▸ **What is required**:
Reproduce all of the data below with "thickest part" swapped for "widest part" wherever it occurs, leaving everything else unchanged. Omit the pictures from your output.

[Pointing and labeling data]
__________________________________________________
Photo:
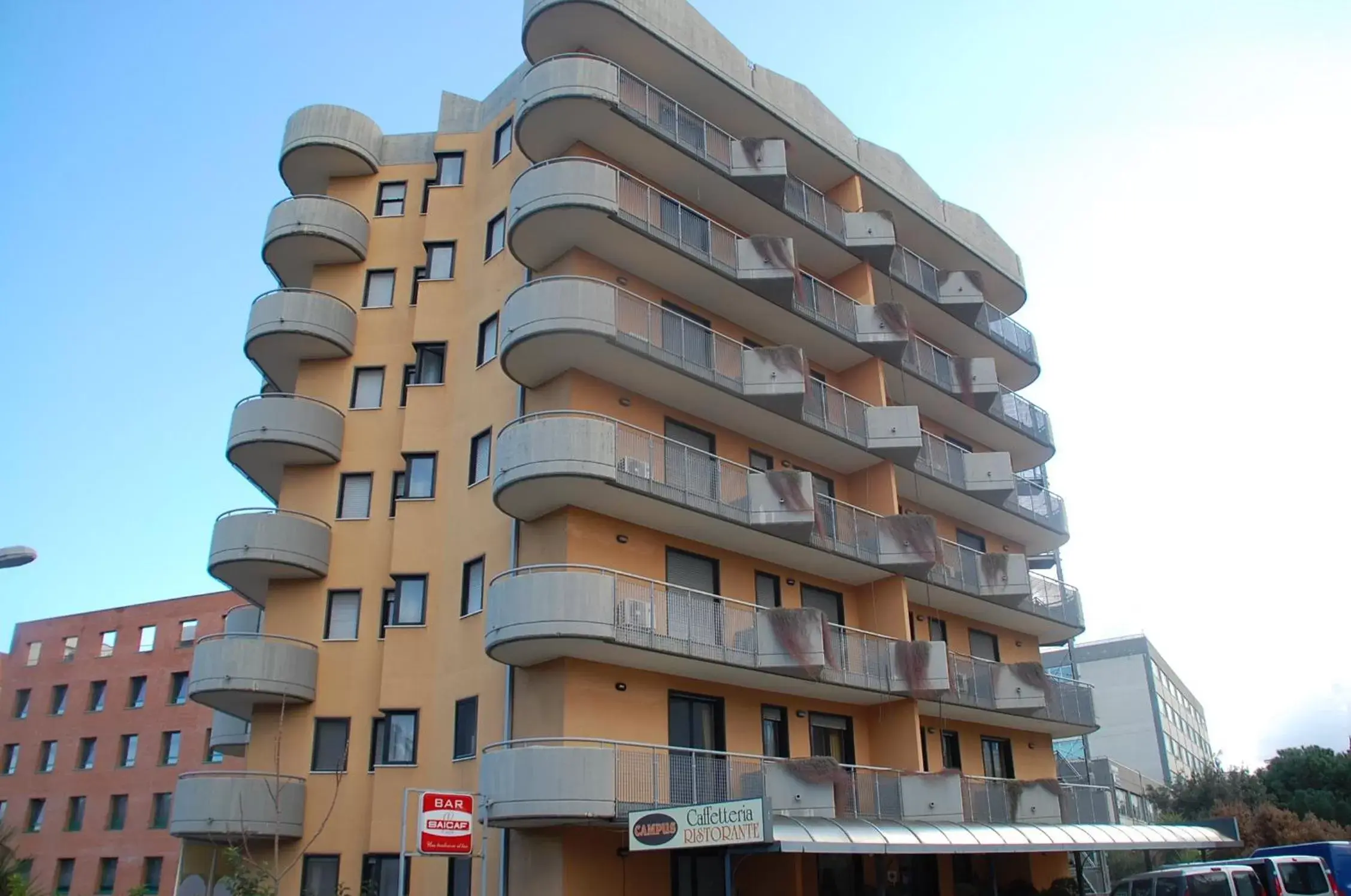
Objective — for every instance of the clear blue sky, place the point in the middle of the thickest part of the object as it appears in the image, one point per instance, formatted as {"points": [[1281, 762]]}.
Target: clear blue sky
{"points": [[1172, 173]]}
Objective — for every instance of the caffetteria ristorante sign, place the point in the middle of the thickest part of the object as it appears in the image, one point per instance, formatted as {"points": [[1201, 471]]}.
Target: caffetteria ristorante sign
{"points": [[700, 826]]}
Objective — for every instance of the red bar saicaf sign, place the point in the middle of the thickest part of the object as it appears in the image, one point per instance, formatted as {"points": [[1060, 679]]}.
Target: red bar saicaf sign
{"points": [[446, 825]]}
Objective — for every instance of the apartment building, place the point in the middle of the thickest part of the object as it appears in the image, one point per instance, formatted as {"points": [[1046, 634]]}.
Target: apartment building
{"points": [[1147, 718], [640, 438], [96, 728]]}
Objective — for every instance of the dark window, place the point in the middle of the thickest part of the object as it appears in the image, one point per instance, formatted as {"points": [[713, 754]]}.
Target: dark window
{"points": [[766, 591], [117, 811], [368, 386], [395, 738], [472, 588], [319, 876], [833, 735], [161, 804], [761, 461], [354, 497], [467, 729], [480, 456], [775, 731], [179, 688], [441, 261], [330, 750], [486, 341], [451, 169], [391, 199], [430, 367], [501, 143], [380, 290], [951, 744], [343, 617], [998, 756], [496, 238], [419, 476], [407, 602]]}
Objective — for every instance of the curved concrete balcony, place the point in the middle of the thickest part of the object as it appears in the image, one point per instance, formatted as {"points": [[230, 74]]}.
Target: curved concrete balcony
__________________________________________________
▸ **Answer to this problem**:
Photo:
Objective — for every instance of the clear blue sky, place the point in the middle of the widest part of the object as it appears in the image, one point per instance, formatted as {"points": [[1281, 762]]}.
Target: clear blue sky
{"points": [[1172, 173]]}
Objective — for every instance of the caffetteria ristorante sign, place the point in the middle of the widest part of the object as it appears in the image, one point per instance, formatted as {"points": [[1201, 471]]}.
Target: caffetteria ristorante sign
{"points": [[700, 826]]}
Objective — for every instance of the red bar saicaf sign, place the point in the middle of the widest part of the object as it appears in the image, one point per instance, formatted as {"points": [[1060, 679]]}.
Target: red bar saicaf sign
{"points": [[446, 825]]}
Objective — for every instance of the apartment building, place the point in the middle of the widest part of the object as it appears in the image, one point per instance, formatted as {"points": [[1046, 634]]}.
Target: apartment building
{"points": [[1147, 718], [640, 438], [96, 728]]}
Objective — for every instance of the dark window, place the point in the middle of the widest part of the object as it appears in the image, one point per instance, formatted as {"points": [[713, 754]]}.
Target: dark window
{"points": [[766, 591], [117, 811], [368, 386], [395, 738], [472, 588], [319, 876], [833, 735], [161, 804], [761, 461], [354, 497], [467, 729], [480, 456], [775, 731], [179, 688], [441, 261], [330, 750], [486, 341], [451, 169], [391, 199], [430, 367], [501, 143], [380, 290], [951, 744], [343, 617], [998, 756], [496, 238], [419, 476], [407, 602]]}
Objective — for every instance of the curved concrete balcony, place the point in the middle of the widest part of the object as it appears in the image, one point per instance, formatted as {"points": [[230, 74]]}.
Target: curved concrete balcony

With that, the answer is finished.